#### JOBS:
A) In the forum thread about winning the war, where did the poster's father do his national service?
B) Name every place mentioned in the forum thread.

#### EXTRACT TO READ:
How the hell did we ever win the war?

bluebell

Member
it marvels me how we did it, fom the desparate depths of dunkirk to get so much done in such a short time? just over 5 years, from biplanes to jetplanes, the change in agriculture in that time was also just as mirarkable ? What do others think from todays perspective ? One last question did we actually win the war ? not me i wasnt even born, but my father was a child during the war, and did his national service in germany in the early 1950s, he was always telling us that even then germany was doing far better than the UK ?
 
it marvels me how we did it, fom the desparate depths of dunkirk to get so much done in such a short time? just over 5 years, from biplanes to jetplanes, the change in agriculture in that time was also just as mirarkable ? What do others think from todays perspective ? One last question did we actually win the war ? not me i wasnt even born, but my father was a child during the war, and did his national service in germany in the early 1950s, he was always telling us that even then germany was doing far better than the UK ?
They still are IMO, a very well run country.

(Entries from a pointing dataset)
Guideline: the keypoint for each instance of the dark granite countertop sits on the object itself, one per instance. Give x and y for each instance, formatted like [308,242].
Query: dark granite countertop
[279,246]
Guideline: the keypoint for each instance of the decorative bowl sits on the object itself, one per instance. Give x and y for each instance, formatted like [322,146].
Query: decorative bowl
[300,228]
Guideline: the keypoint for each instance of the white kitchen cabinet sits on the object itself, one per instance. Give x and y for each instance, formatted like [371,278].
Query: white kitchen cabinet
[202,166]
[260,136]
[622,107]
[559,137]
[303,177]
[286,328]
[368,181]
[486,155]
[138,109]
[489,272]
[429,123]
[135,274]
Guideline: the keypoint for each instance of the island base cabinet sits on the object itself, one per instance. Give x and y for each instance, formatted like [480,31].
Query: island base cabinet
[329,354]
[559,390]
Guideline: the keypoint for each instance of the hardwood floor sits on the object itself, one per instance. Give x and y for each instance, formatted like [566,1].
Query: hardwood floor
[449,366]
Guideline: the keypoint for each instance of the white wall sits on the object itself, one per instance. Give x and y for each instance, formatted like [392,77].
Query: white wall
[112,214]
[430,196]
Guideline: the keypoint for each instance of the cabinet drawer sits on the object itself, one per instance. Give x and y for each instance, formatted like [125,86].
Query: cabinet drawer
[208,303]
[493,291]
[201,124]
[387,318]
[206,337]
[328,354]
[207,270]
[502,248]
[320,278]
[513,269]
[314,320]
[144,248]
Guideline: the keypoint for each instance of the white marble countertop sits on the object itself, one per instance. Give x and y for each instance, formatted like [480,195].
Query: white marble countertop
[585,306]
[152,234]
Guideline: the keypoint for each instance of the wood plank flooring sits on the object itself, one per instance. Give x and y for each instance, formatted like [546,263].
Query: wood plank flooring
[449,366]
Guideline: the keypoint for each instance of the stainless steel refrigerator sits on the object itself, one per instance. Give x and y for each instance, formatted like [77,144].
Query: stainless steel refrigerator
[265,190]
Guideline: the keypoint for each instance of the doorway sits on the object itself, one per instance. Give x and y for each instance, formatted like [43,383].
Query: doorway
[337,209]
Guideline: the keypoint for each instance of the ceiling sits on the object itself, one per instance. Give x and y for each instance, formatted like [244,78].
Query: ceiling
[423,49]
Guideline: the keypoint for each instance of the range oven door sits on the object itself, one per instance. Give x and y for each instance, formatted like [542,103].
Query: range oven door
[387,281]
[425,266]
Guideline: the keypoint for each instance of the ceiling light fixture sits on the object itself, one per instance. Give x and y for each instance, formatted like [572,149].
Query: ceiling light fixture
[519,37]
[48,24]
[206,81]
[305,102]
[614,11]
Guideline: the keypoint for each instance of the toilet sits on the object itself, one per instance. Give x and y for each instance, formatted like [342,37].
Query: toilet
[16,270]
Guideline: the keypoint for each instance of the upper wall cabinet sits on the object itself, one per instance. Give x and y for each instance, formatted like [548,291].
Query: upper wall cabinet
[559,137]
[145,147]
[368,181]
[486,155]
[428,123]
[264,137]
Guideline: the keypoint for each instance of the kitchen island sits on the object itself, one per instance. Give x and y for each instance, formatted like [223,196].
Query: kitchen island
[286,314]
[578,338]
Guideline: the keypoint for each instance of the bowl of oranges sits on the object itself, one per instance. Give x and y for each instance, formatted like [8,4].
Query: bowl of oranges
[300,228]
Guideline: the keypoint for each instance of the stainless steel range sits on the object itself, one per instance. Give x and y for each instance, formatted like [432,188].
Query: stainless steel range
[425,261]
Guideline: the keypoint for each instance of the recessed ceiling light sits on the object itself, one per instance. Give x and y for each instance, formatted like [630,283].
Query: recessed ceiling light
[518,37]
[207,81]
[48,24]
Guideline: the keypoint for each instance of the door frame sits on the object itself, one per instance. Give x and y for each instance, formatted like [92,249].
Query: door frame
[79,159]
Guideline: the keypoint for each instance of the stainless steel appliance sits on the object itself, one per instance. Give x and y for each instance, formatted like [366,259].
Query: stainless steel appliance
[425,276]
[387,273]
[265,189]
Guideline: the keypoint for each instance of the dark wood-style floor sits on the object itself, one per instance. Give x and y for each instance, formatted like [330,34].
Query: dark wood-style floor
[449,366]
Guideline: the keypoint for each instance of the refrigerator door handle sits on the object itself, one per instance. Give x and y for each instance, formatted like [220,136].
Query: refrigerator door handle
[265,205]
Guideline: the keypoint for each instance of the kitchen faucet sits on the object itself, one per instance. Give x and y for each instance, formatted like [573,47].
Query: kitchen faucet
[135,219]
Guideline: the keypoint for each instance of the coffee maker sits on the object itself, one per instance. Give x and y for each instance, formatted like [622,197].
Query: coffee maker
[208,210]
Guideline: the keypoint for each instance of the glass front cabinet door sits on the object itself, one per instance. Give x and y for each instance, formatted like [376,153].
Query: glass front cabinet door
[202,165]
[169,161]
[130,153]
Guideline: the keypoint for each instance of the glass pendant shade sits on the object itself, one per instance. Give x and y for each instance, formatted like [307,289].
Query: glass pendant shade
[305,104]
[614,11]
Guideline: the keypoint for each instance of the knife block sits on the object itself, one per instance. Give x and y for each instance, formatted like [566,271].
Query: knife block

#### ANSWERS TO THE EXERCISES:
A) In Germany, in the early 1950s.

B) Dunkirk, Germany, the UK